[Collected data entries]
★ ★ ★ ★ ★

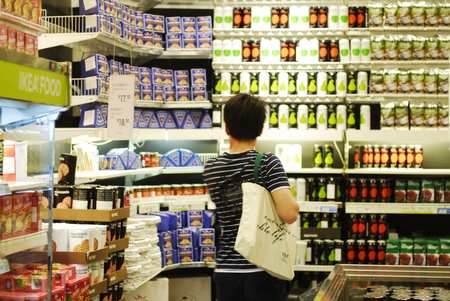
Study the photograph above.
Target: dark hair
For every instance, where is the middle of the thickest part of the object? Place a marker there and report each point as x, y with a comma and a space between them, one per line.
244, 116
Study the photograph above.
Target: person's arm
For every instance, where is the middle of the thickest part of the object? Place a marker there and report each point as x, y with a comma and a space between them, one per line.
285, 205
277, 183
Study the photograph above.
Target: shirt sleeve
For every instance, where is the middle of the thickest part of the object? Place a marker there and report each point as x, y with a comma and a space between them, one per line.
273, 174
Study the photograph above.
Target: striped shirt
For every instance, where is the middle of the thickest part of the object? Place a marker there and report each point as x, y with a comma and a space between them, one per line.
228, 212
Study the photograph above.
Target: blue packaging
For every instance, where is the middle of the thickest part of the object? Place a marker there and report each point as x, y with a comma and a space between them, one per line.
145, 75
173, 24
198, 77
204, 24
199, 93
123, 159
146, 92
148, 22
204, 40
91, 7
189, 24
207, 237
94, 65
207, 254
93, 115
206, 122
174, 41
182, 94
185, 255
158, 95
189, 40
169, 94
185, 238
158, 23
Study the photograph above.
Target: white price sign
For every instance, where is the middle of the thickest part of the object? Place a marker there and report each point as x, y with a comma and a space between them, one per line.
121, 107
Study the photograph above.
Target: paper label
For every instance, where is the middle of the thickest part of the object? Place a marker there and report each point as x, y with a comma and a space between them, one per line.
121, 107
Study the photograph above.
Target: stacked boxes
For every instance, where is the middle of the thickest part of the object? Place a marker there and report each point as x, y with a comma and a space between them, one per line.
189, 32
186, 237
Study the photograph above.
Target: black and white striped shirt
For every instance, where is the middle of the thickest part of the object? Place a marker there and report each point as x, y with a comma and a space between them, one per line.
228, 214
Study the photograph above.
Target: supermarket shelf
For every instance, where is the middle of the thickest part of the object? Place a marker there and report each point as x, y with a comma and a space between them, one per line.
283, 66
22, 243
397, 208
324, 207
399, 136
398, 171
22, 23
287, 99
187, 54
296, 135
314, 268
316, 171
281, 33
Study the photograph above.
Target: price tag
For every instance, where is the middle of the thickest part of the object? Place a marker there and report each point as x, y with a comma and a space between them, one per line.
121, 107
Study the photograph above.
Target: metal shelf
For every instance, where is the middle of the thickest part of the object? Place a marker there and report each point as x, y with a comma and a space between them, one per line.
398, 171
198, 53
287, 99
22, 243
282, 66
314, 268
397, 208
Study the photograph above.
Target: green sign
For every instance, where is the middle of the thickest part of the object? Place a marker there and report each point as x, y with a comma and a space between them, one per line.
39, 86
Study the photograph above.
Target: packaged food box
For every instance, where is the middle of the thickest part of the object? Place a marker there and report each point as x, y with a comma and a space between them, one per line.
208, 254
182, 94
91, 7
185, 255
189, 40
93, 115
123, 159
204, 40
158, 23
204, 24
173, 25
189, 24
185, 238
95, 65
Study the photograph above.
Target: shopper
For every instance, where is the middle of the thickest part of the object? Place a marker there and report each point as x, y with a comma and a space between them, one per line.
236, 279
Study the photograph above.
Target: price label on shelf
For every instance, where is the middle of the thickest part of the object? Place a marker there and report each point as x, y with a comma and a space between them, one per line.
121, 107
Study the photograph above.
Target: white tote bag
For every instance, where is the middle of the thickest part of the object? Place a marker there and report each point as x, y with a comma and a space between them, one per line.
263, 238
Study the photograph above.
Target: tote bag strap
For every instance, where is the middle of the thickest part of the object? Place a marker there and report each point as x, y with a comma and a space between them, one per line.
257, 169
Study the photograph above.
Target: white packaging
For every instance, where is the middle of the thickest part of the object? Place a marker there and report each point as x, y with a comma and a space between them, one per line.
365, 50
266, 50
264, 83
343, 17
341, 84
301, 190
227, 51
364, 119
228, 17
322, 117
218, 17
283, 83
344, 51
322, 80
333, 17
362, 82
244, 80
302, 83
283, 117
302, 117
236, 51
226, 83
341, 116
217, 50
355, 47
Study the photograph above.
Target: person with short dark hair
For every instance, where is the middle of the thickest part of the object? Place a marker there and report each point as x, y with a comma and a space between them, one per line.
237, 279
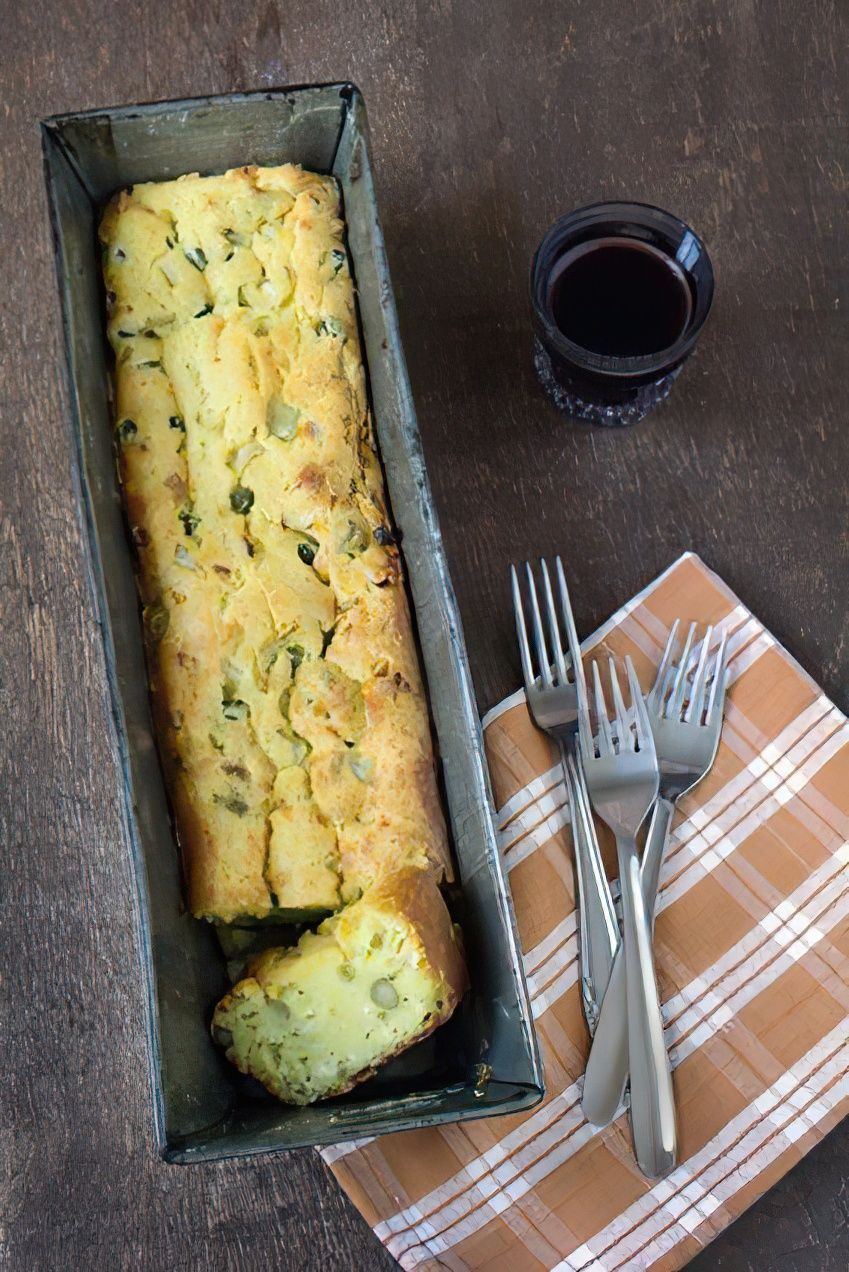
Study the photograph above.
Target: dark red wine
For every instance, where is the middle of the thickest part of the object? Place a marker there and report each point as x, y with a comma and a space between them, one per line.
620, 298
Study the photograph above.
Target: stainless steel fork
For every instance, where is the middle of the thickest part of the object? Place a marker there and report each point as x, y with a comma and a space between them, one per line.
621, 771
686, 723
553, 701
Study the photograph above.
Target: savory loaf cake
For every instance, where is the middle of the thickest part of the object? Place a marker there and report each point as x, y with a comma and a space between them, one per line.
313, 1020
289, 706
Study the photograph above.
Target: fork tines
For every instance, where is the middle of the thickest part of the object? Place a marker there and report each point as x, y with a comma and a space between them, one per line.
691, 690
550, 668
628, 730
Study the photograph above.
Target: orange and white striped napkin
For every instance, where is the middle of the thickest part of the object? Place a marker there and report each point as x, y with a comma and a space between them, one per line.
752, 952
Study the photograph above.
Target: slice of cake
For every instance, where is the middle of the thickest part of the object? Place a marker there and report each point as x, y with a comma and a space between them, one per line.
313, 1020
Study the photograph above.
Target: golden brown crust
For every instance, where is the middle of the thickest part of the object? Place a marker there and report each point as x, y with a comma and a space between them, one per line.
256, 504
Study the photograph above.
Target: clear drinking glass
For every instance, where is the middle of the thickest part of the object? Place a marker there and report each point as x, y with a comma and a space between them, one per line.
623, 277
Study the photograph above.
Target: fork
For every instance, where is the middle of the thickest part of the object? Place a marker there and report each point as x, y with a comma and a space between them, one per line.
621, 771
686, 724
553, 701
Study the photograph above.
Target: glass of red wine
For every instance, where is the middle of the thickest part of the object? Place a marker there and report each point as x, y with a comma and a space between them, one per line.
620, 294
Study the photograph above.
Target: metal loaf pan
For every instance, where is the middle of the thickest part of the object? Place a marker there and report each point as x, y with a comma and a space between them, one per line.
204, 1109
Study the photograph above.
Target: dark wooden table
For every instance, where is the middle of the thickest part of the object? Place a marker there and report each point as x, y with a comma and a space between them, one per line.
488, 120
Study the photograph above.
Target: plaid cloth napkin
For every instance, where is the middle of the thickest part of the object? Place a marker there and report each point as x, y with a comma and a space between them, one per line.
752, 950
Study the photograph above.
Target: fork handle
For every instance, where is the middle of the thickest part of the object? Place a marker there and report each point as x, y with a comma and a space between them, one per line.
597, 925
653, 1122
606, 1075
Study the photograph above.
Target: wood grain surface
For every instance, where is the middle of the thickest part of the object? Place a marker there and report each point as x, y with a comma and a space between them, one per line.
488, 118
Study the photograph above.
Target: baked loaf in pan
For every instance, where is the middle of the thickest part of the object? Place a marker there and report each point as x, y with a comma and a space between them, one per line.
383, 972
289, 705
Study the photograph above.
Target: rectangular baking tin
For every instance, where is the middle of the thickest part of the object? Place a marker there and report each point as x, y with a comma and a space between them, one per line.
204, 1108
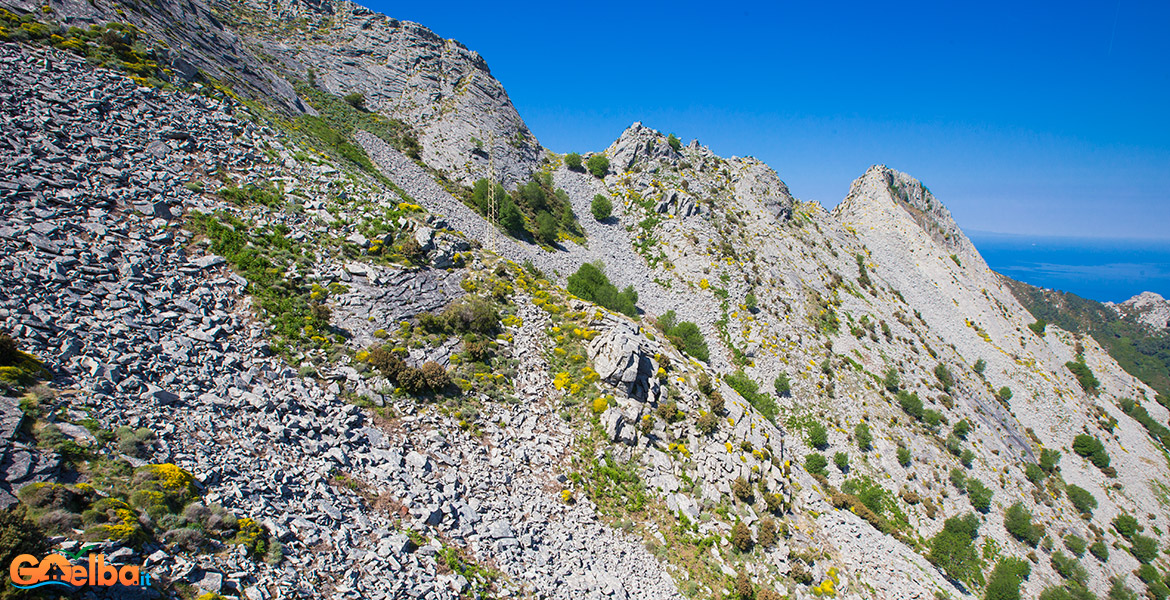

★ ★ ★ ★ ★

### Exercise instructions
Across the records above, return every line that contains the word "striped".

### Solved problem
Target: striped shirt
Target: black and white striped shirt
Target: orange and white striped napkin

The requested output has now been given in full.